> Written instruction A
List each line of the dataset rows below that contains the string "concrete", matching case exactly.

> Document passage

Post by Gregor Koch »

Hi,

In the end I would do the transformation into hours at load time unless you will also be planning and forecasting on a minute level, which is unlikely. If it is a pure reporting cube definitely at load time.

If you are an absolute beginner and also have no experience with other ETL tools you might want to start by creating the dimensions and a cube manually to get a feeling for how the data will look like in TM1.
With the data/information you have given the dimensions for your cube could be

- Version
in case you also want to use this cube to forecast the spent hours in the future, at least create an element called 'Actual'

- Dates
you can create the elements exactly as you see them in your source '01/01/20010' and create and alias that shows it the way you need to see in the report, though some might argue that you should rather create the element like so '01/01/2010' in the first place. Obviously consolidations of dates into months, years etc. are needed in this case.
You could also create several dimensions like Calendar Year, Period, Days to be able to represent all dates but this really depends how and what you want to report and what kind of calculations you need.

Dataset rows:

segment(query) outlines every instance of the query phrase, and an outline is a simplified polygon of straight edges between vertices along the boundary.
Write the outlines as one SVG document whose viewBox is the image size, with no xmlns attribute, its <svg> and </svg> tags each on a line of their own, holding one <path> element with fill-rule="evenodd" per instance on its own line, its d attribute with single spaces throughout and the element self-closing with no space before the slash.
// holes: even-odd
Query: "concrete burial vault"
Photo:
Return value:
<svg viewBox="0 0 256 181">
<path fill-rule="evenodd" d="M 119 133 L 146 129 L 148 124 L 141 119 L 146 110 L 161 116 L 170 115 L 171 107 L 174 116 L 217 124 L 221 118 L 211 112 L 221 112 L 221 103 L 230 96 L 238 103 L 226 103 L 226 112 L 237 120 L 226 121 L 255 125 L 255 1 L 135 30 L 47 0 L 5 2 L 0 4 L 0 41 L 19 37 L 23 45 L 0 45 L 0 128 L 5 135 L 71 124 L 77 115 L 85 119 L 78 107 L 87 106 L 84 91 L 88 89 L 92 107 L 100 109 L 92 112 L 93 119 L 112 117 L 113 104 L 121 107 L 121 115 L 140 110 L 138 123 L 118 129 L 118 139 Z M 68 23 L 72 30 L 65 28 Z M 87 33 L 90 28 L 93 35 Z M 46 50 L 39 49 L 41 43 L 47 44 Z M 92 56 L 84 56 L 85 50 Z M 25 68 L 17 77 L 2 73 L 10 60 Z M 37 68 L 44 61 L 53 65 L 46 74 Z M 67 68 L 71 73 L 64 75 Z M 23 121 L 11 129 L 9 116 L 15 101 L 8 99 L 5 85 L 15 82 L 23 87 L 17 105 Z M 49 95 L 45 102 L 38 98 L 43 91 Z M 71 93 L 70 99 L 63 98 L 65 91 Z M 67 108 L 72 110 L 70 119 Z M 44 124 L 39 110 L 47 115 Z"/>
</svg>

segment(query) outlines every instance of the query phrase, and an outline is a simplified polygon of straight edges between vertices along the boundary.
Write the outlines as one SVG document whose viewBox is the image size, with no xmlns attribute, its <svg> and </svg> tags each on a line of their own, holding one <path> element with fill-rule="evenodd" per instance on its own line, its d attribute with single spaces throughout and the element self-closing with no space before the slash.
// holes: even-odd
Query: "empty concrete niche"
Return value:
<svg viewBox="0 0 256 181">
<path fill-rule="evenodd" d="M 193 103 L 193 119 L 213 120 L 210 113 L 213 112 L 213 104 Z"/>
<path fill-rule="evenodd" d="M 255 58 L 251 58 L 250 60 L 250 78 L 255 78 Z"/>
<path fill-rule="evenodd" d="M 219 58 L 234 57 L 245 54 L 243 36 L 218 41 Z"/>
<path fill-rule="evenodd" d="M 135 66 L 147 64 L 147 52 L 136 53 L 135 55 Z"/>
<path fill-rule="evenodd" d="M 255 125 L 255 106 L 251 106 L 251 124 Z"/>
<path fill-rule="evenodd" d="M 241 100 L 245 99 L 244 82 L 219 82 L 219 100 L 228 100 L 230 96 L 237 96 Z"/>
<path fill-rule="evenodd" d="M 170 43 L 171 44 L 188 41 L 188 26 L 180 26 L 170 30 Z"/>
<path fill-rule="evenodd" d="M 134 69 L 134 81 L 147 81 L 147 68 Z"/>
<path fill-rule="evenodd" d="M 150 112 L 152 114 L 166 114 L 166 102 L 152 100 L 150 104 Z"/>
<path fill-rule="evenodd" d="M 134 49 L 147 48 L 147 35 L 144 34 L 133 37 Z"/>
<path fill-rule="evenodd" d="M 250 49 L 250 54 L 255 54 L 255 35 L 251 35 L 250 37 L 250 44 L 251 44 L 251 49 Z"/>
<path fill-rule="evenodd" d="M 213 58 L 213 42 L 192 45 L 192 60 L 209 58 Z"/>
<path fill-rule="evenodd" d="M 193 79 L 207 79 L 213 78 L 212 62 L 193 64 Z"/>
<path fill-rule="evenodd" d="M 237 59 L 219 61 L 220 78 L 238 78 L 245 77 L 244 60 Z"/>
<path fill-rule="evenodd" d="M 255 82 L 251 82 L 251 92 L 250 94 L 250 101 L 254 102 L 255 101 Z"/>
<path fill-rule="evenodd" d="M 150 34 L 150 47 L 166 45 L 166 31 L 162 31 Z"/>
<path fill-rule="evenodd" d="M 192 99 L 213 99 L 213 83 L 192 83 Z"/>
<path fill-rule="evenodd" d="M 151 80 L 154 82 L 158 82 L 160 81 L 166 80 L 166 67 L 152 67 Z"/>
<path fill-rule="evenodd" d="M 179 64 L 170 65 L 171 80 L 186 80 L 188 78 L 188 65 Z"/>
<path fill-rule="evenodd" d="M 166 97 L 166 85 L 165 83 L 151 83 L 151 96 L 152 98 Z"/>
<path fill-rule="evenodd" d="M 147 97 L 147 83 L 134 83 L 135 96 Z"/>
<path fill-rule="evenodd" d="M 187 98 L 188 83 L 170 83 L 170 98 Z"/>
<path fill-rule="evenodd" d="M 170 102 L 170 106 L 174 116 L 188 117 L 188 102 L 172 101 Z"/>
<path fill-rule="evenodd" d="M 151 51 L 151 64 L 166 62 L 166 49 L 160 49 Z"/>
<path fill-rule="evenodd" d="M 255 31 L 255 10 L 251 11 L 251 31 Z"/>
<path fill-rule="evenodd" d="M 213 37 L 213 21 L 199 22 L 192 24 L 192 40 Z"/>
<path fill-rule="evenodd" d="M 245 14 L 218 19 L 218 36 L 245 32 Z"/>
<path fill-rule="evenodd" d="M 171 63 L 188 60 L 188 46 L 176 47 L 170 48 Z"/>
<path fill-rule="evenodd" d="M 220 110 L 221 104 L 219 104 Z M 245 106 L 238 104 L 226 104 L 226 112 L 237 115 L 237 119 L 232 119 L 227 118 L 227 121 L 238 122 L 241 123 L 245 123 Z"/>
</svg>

> Written instruction B
Write the next part of the forum post on designing TM1 cube dimensions, starting after its last sentence.

> Expected answer A
Query: "concrete burial vault"
Query: "empty concrete niche"

> Expected answer B
- Employee
(or Staff or whatever) here it would be of advantage if you had employee ids (and use aliases for the names) as there could be several Paul Smith and you need to identify which one it is

- Project
use the project codes an also create a 'All Projects' consolidation

- Department
use the department codes an also create a 'All Departments' consolidation

- cubename Measure
in here you can have Hours, Extra Hours and maybe later Minutes, Cost etc.

Obviously this is not a extensive list.
Something you should consider in the future is the order of the dimensions, as the above is just a unsorted list. You'll find quite a few posts here on the order of dimensions.
Once that is done just hack in (spread, copy and paste, DBSW... there a several options) a few numbers and slice and dice.

Ideally though you'd be using Turbo Integrator ('TI') to load the data into this cube.
In your example and at least for a start you might even be ok with using the Wizard and then take it from there.
Without going into all the details of setting up an odbc connection to your source and how to use the Wizard, have a look at the TI guide.